Anche qui bisogna intenderci. Le forze in presenza, in realtà, non erano proprio due, bensì quasi tre. Se è vero che molti hanno votato “no” pur avendo, a differente livello, una certa simpatia per il “sì”, è non meno vero che il fronte indipendentista era profondamente solcato da una forte discriminante tra i “falchi” che volevano la scissione tout court – verdi e socialisti, uniti anche in un’opzione repubblicana che però, attenzione, nel paese di Robert Bruce, della tradizione stuardista e della Royal Guard non ha la profondità della quale dispone in Irlanda – e le “colombe” dello SNP che non se la sentivano di rompere con la tradizione monarchica e con la queen of the Scots (per quanto essa appartenga all’odiata dinastia degli Hannover) e avevano già annunziato di optare quindi per un regime di stati separati sotto un’unica corona, in regime di “unione personale”. C’erano e sussistono poi le questioni dell’appartenenza al Commonwealth e all’Unione Europea, a proposito delle quali esisteva e sussiste una caleidoscopica mappa di pareri. Insomma, se è lecito dubitare che i votanti non abbiano voluto esprimere una loro ben rotonda e incrollabile fiducia “senza se e senza ma” nel Regno Unito, magari accompagnata da affetto ed entusiasmo, è non meno lecito pensare che lo yes abbia perduto, sia pure di misura, anche perché considerato ambiguo. Sommando i no agli “yes monarchici”, insomma, ci si rende conto che l’indipendentismo scozzese è meno solido e largamente condiviso di quanto non si creda.
Certo, quello scozzese è un caso a sé. Ma quale altro non lo è o non lo sarebbe, in qualunque regione che aspiri a una sua indipendenza e si senta una “nazione”? Dalla Catalogna al Paese Basco in Spagna, alla Bretagna all’Occitania alla Corsica in Francia, alla Sardegna alla Lombardia al Veneto al Tirolo meridionale in Italia, l’Europa è piena di “casi a sé” che tuttavia non possono più ulteriormente venir ignorati.

§ **Blocco dati**:

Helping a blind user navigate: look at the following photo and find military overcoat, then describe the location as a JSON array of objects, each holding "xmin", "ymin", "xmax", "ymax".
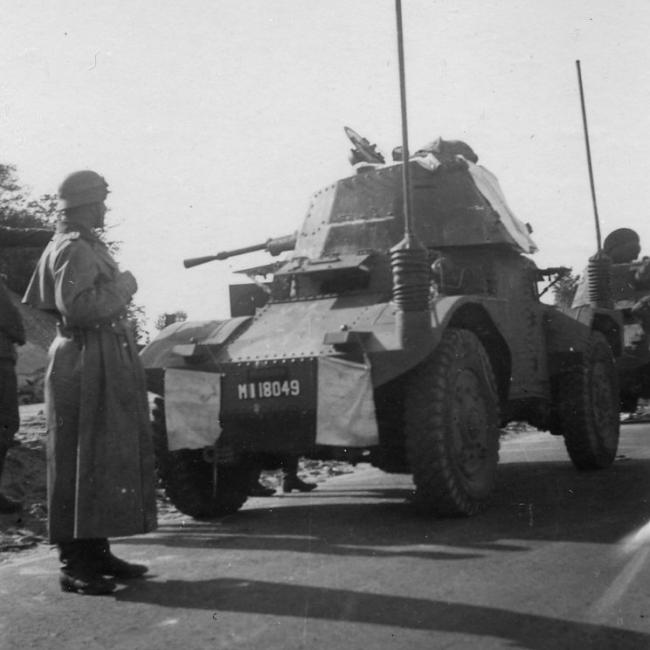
[{"xmin": 24, "ymin": 223, "xmax": 156, "ymax": 543}]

§ **Compiti richiesti**:
[A] Nel brano sull'indipendentismo scozzese, per quale regime avevano già annunciato di optare le "colombe" dello SNP?
[B] Cita dal brano sull'indipendentismo scozzese tutto il passo che va da "Certo, quello scozzese" fino a "ulteriormente venir ignorati.".
[C] Continua il brano sull'indipendentismo scozzese dopo la sua ultima frase.

§ **Risultati**:
[A] Per un regime di stati separati sotto un'unica corona, in regime di "unione personale".

[B]
Certo, quello scozzese è un caso a sé. Ma quale altro non lo è o non lo sarebbe, in qualunque regione che aspiri a una sua indipendenza e si senta una “nazione”? Dalla Catalogna al Paese Basco in Spagna, alla Bretagna all’Occitania alla Corsica in Francia, alla Sardegna alla Lombardia al Veneto al Tirolo meridionale in Italia, l’Europa è piena di “casi a sé” che tuttavia non possono più ulteriormente venir ignorati.

[C]
Accettando l’alea del referendum scozzese, il primo ministro britannico Cameron ha creato un precedente e avviato un meccanismo “a dòmino” che potrebbe diventare irreversibile e dalle conseguenze oggi inimmaginabili. Certo, ha potuto e forse dovuto farlo in quanto la Scozia ha, dal Duecento in poi, una storia di rapporti intensi e contraddittori con l’Inghilterra. Ed è stato agevolato nel decidere dal fatto che il Regno Unito manca di una Costituzione. In Francia, in Spagna e in Italia non è così: per cui, anche se i rispettivi governi rivedessero in qualche modo le loro posizioni – che sono ovviamente contrarie alla istanze indipendentiste all’interno dei loro stati -, essi dovrebbero comunque superare anche ostacoli formali e istituzionali che nella felice Albione non esistono.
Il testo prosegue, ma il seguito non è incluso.